_SUPPLIED INFORMATION:_
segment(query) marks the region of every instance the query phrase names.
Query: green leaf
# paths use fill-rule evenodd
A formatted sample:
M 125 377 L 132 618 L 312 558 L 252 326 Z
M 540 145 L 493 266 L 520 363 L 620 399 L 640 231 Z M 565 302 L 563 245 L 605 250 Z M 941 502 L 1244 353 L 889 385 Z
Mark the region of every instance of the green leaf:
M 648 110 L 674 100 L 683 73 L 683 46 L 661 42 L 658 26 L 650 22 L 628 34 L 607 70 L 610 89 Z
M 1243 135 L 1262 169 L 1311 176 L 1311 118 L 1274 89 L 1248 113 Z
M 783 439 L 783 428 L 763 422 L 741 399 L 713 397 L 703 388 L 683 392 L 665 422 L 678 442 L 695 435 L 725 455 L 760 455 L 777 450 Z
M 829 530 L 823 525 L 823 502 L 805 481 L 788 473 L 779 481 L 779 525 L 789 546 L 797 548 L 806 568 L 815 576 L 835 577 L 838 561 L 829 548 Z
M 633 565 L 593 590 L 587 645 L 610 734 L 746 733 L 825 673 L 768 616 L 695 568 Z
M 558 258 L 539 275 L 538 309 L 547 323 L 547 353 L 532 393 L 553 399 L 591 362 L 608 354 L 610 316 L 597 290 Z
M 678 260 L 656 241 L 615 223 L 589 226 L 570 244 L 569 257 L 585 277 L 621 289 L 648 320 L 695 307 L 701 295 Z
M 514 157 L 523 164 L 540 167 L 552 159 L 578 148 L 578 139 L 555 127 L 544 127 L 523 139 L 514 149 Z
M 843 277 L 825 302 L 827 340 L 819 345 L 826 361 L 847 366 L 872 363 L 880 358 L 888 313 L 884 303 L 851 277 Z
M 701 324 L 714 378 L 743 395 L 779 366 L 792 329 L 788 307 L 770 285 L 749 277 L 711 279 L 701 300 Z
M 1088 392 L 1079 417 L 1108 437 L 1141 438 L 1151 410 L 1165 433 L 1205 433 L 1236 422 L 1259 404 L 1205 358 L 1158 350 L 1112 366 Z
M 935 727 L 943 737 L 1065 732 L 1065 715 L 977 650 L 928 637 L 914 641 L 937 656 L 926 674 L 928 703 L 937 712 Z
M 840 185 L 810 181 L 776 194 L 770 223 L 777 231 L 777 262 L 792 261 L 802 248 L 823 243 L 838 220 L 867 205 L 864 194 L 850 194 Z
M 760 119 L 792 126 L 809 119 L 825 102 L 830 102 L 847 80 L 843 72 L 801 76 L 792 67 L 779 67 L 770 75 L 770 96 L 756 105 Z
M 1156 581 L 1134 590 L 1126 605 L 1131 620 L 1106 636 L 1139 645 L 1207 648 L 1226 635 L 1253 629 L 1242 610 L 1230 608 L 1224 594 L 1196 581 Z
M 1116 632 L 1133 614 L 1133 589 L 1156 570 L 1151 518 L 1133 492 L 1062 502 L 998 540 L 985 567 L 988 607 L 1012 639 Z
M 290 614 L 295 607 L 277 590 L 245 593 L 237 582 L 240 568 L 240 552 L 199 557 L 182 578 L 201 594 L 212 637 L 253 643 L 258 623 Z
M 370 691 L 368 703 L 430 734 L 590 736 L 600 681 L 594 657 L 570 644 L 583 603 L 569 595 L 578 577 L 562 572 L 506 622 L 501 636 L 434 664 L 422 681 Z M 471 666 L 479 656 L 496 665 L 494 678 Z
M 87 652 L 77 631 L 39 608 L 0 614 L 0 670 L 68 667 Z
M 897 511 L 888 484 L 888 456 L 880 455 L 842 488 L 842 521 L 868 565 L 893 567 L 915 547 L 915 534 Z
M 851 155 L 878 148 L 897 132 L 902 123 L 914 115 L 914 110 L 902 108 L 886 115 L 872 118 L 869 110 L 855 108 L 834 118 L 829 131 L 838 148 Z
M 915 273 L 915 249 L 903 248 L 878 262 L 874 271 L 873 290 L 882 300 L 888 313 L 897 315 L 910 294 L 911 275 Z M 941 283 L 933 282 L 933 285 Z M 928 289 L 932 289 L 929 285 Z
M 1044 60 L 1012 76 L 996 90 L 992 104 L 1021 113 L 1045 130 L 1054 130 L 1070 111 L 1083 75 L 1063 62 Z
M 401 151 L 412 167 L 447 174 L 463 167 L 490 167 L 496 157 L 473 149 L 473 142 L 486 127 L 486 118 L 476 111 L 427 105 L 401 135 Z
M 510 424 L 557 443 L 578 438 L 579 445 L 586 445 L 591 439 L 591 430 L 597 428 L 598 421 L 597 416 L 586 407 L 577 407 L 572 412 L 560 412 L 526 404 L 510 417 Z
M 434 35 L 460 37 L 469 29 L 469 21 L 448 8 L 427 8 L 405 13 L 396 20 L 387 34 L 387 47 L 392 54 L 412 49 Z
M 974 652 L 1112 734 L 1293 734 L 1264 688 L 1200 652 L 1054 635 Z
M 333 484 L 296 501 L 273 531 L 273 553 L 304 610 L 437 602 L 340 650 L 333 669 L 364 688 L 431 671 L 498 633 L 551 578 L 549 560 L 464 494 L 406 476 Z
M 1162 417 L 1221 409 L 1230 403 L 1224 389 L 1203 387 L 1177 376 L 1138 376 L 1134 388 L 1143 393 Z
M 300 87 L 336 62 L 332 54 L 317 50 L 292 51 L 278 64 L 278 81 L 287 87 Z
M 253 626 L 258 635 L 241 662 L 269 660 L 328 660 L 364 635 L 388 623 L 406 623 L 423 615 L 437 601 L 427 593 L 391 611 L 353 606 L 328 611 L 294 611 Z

--

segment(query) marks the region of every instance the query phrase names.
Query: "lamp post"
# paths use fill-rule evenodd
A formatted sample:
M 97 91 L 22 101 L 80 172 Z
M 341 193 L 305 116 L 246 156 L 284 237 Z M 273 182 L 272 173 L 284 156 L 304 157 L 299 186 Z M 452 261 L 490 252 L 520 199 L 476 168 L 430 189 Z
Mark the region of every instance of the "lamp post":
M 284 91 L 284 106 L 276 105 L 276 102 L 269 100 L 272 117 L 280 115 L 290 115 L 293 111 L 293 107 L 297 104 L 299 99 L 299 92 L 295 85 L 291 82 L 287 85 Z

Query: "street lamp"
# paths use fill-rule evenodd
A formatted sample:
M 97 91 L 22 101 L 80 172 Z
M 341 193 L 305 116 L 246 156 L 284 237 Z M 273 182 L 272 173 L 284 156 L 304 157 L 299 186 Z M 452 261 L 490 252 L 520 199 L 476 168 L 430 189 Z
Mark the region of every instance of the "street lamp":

...

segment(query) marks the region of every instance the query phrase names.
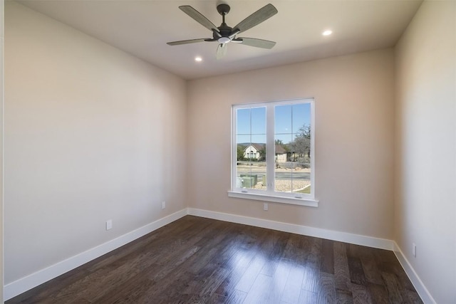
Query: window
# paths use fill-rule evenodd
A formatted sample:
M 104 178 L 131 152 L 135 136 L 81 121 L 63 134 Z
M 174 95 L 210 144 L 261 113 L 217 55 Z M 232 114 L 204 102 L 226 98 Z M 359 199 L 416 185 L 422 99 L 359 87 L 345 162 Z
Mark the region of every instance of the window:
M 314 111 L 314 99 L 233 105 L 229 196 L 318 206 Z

_AIM:_ Copy every line of the listing above that contains the string "post". Matches must have the same case.

_RIGHT ANSWER:_
Query: "lamp post"
Mark the region of every instance of the "lamp post":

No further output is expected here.